=== Excerpt ===

_ _ _

December 13, 2024

Google Hires Ph.D.'s; Times Surprised

Yesterday’s New York Times ran a story by Randall Stross, marveling at the number of Ph.D.’s working at Google. Indeed, the story marveled about Google wanting to hire Ph.D.’s at all. Many other companies shun Ph.D.’s.

Deciding whether to hire bachelors-level employees or Ph.D.’s really boils down to whether you want employees who are good at doing homework on short deadlines or employees who are good at figuring things out in an unstructured environment. (Like all generalizations, this is true only on average. There are plenty of outliers.) Google is a bit unusual in opting for the latter.

What the article doesn’t say is that Google does not hire just anybody with a Ph.D. diploma. They’re pretty careful about which Ph.D.’s they hire. Google can afford to be choosy since so many people seem to want to work there. Google benefits from a virtuous cycle that sometimes develops at a company, where the company has an unusual concentration of really smart employees, so lots of people want to work there, so the company can be very picky about whom it hires, thus allowing itself to hire more very smart people.

The article also hints at Google’s success in integrating research with production. The usual model in the industry is to hire a small number of eggheads and send them off to some distant building to Think Deep Thoughts, so as not to disturb the mass of employees who make products. By contrast, Google generally uses the very same people to do research and create products. They do this by letting every employee spend 20% of their time doing anything they like that might be useful to the company. Doing this ensures that the research is done by people who understand the problems that come up in the company’s day-to-day business.

_ _ _

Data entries
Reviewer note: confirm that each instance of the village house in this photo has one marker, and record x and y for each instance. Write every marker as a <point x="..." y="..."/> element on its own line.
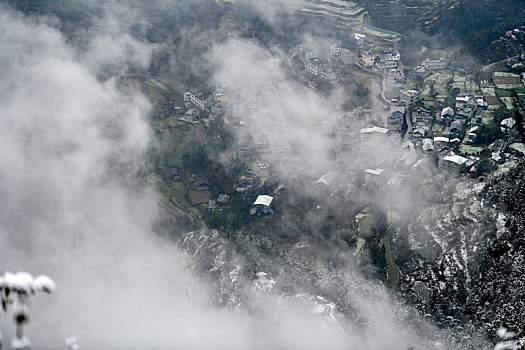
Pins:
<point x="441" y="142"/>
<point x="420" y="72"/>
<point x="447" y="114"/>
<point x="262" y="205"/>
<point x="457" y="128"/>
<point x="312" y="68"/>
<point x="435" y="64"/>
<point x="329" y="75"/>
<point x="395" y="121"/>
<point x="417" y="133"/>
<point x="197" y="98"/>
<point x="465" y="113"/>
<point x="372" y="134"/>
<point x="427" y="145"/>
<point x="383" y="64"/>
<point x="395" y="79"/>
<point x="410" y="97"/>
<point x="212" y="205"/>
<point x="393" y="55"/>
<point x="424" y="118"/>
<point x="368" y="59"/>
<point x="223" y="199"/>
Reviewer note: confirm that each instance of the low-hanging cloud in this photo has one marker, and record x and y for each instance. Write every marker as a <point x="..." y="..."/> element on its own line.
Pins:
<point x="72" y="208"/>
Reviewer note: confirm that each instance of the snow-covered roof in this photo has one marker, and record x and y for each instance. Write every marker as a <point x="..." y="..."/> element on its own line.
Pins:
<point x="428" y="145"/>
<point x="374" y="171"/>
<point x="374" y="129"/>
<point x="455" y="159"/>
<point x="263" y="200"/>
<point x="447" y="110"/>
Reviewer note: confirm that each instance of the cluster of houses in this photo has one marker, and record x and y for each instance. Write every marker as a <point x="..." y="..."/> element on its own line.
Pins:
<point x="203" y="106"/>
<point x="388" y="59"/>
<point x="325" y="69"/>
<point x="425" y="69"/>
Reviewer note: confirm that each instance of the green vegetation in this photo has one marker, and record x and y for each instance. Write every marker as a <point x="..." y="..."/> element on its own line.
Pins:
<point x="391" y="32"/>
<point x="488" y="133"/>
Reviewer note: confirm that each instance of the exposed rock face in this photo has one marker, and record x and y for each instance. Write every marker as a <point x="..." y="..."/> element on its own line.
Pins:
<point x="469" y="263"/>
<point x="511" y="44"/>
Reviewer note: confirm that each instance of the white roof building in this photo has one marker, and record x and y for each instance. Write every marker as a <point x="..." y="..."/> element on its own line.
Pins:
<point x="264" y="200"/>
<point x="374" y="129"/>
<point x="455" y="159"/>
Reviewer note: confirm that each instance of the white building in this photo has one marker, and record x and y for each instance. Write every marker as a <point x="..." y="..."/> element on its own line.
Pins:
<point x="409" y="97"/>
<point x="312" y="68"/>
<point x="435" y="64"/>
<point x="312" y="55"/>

_ _ _

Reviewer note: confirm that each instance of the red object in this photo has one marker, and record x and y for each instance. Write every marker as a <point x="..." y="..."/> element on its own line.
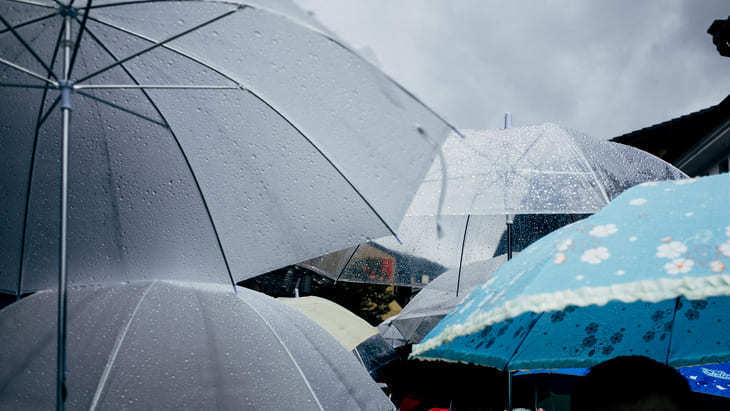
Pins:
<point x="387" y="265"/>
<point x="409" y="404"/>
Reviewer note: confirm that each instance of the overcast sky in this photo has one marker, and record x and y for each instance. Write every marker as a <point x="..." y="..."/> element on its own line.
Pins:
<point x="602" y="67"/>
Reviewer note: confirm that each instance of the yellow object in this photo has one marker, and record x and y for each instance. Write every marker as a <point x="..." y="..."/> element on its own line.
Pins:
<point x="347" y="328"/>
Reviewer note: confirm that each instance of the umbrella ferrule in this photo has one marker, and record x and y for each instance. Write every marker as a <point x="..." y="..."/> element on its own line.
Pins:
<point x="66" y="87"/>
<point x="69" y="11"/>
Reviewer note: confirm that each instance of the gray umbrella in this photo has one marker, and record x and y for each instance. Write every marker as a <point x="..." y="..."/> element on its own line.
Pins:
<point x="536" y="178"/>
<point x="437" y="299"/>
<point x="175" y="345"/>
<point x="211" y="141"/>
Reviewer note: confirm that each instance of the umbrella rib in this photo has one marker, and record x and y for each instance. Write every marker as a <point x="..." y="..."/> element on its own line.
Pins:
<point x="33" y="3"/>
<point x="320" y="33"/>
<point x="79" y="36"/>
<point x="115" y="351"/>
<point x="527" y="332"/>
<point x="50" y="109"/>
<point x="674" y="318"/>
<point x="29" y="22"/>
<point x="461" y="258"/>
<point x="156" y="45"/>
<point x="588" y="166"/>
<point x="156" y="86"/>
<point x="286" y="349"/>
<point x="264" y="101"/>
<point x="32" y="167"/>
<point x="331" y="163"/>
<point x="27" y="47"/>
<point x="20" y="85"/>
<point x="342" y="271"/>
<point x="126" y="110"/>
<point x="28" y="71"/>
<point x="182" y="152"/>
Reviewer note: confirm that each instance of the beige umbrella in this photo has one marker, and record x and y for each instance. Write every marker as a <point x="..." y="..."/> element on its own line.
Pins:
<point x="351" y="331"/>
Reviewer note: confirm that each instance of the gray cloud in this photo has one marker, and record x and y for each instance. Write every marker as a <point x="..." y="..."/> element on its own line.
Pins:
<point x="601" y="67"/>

_ _ _

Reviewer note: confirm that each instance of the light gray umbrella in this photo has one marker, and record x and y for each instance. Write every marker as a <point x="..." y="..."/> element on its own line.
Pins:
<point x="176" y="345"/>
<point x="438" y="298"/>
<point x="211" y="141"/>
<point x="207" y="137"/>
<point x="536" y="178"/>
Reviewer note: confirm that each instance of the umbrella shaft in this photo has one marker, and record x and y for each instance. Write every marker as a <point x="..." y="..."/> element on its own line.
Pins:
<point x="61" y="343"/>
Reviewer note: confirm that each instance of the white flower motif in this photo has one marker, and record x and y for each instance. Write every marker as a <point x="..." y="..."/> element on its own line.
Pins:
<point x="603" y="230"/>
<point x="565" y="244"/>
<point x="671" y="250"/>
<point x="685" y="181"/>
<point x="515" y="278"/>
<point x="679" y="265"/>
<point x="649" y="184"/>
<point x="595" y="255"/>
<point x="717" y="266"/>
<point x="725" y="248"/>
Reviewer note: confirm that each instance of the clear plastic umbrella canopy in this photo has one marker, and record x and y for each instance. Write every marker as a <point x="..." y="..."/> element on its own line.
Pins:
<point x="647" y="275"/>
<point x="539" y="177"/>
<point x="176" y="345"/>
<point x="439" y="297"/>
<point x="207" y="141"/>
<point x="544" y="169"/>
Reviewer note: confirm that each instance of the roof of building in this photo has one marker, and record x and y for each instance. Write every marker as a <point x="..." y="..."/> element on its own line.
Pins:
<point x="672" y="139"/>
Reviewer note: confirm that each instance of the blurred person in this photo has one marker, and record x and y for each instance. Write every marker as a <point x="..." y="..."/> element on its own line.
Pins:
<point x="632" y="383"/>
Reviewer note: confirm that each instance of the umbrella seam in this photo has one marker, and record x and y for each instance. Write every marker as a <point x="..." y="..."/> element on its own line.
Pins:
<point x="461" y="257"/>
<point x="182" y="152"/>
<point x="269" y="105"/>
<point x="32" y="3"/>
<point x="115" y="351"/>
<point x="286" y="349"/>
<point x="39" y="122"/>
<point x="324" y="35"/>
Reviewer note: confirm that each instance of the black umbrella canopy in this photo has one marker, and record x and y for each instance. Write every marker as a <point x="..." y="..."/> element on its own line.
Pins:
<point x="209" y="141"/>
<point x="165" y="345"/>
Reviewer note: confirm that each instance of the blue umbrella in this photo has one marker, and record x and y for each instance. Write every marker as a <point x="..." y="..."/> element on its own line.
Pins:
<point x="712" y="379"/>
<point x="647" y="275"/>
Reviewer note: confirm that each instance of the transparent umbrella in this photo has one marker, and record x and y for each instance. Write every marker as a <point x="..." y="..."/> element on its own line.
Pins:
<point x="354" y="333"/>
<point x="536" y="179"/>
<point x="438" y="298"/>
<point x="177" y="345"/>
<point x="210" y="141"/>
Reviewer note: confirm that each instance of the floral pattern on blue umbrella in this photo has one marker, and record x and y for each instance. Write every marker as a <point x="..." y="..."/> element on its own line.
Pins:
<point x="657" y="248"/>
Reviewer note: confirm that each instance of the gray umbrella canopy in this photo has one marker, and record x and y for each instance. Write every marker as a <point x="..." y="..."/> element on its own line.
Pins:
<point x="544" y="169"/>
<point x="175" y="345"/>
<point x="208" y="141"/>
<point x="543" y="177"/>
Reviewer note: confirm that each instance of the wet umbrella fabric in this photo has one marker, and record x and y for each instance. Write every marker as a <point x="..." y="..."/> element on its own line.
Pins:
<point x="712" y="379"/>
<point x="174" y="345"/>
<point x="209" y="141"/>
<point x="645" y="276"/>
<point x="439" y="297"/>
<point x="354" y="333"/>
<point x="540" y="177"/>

_ _ _

=== The problem ===
Reproduce word for word the stretch of the post on Google's Ph.D. hiring from "Deciding whether to" through "for the latter.". The records were taken from a separate source and have no connection to the post.

=== Finished task ===
Deciding whether to hire bachelors-level employees or Ph.D.’s really boils down to whether you want employees who are good at doing homework on short deadlines or employees who are good at figuring things out in an unstructured environment. (Like all generalizations, this is true only on average. There are plenty of outliers.) Google is a bit unusual in opting for the latter.